§ **Task to complete**:
Pull out every line below that contains the word "tree" and copy each one as it appears.
— START Records provided —
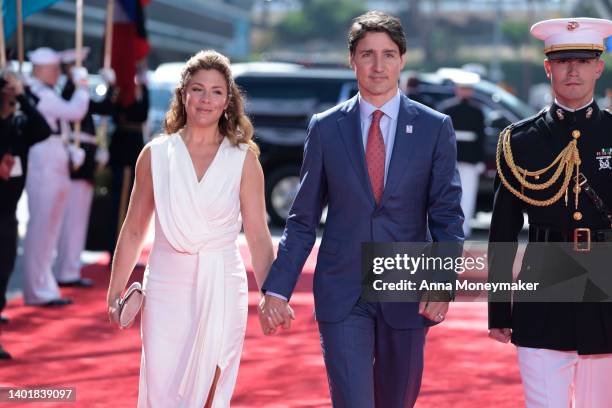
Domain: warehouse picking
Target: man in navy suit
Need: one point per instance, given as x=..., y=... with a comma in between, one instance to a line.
x=386, y=168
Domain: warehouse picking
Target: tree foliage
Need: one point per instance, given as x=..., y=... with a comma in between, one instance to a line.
x=318, y=20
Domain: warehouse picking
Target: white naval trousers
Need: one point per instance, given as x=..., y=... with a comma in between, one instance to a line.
x=47, y=186
x=73, y=232
x=564, y=379
x=470, y=175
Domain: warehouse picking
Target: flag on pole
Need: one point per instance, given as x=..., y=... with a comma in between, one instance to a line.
x=9, y=12
x=130, y=45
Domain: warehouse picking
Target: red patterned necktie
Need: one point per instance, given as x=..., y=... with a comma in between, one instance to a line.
x=375, y=156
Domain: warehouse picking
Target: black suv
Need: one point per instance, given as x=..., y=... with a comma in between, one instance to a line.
x=280, y=99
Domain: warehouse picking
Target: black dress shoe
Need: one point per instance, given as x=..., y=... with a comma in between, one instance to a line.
x=79, y=283
x=58, y=302
x=4, y=355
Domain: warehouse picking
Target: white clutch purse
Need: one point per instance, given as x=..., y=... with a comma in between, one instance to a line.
x=130, y=304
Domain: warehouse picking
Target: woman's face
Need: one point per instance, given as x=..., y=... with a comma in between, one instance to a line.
x=205, y=98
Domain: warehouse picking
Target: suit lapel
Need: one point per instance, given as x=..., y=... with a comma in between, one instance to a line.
x=350, y=130
x=403, y=146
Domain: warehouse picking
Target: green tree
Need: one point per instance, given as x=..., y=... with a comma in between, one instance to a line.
x=318, y=20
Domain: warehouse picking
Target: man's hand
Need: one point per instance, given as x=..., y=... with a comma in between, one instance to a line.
x=501, y=335
x=434, y=305
x=6, y=164
x=274, y=312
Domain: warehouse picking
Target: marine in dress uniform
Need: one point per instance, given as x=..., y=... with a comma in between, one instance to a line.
x=73, y=233
x=468, y=121
x=48, y=181
x=19, y=130
x=126, y=143
x=553, y=168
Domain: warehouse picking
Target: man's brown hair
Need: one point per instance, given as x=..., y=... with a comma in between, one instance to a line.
x=376, y=22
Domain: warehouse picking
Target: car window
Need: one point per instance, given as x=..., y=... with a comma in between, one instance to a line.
x=511, y=102
x=160, y=97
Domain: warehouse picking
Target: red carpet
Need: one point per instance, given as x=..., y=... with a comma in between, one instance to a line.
x=76, y=347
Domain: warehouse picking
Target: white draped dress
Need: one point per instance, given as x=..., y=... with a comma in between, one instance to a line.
x=195, y=311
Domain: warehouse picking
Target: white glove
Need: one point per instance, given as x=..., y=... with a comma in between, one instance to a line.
x=102, y=156
x=108, y=75
x=79, y=75
x=481, y=167
x=77, y=156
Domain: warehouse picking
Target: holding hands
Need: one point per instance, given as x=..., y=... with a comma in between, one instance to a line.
x=273, y=312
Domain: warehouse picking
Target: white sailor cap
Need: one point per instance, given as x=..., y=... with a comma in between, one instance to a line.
x=69, y=56
x=573, y=37
x=44, y=56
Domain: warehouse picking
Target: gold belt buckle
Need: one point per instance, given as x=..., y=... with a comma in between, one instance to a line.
x=579, y=240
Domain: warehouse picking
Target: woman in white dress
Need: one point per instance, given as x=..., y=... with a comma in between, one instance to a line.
x=202, y=180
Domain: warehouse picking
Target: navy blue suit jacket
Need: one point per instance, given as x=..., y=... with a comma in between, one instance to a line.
x=421, y=201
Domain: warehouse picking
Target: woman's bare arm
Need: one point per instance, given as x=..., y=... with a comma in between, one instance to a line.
x=253, y=209
x=134, y=229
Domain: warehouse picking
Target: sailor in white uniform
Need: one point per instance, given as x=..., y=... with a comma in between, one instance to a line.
x=73, y=233
x=48, y=179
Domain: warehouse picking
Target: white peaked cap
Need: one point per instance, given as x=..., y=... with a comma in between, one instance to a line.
x=44, y=56
x=69, y=56
x=580, y=37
— END Records provided —
§ **Result**:
Target: tree foliage
Target: green tree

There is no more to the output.